* REQUIRED ACTION
The records underneath are to be printed in full and exactly, with no pictures carried over.

* DATA FOR PROCESSING
[Start of Attachment]

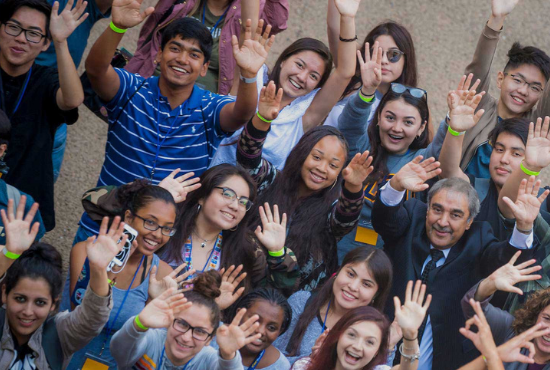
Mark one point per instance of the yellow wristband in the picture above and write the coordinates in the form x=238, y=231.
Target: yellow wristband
x=116, y=29
x=277, y=253
x=455, y=133
x=528, y=171
x=366, y=99
x=263, y=119
x=139, y=324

[End of Attachment]

* WRITTEN REPLY
Mark one point per instance of the yellow wristband in the picture above and write the coordinates in the form x=238, y=231.
Target: yellow wristband
x=116, y=29
x=277, y=253
x=455, y=133
x=528, y=171
x=366, y=99
x=263, y=119
x=139, y=324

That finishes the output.